## STATED EXERCISE
Gather every line of the data below that contains the word "draw". Case matters.

## DATA LINES
*****

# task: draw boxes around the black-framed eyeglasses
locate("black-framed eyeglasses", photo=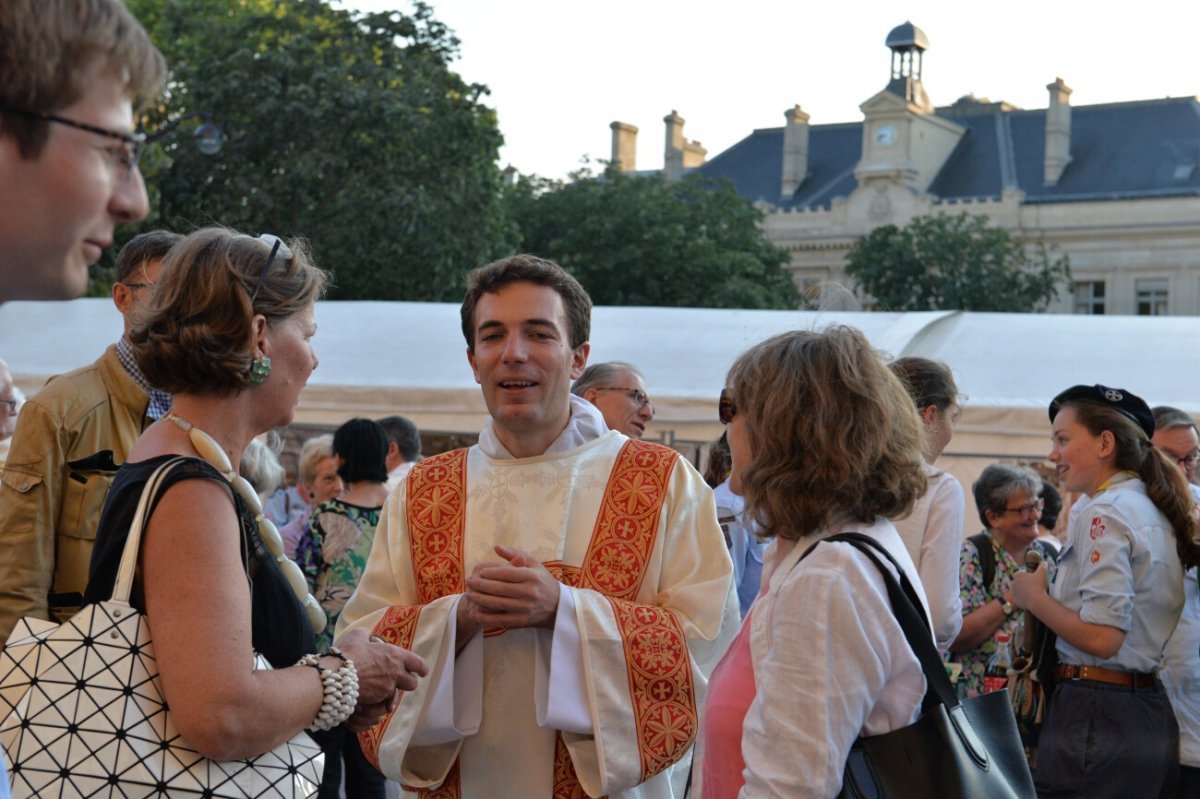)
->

*****

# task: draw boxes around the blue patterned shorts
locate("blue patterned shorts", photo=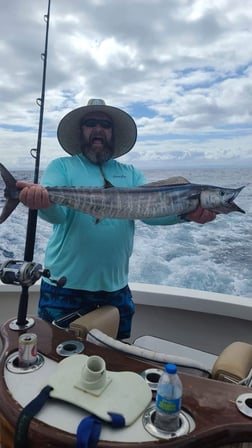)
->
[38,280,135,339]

*****

## RESPONSE FOR THIS EXERCISE
# task: draw boxes around the black-framed eyeglasses
# task: draw boxes around the blue patterned shorts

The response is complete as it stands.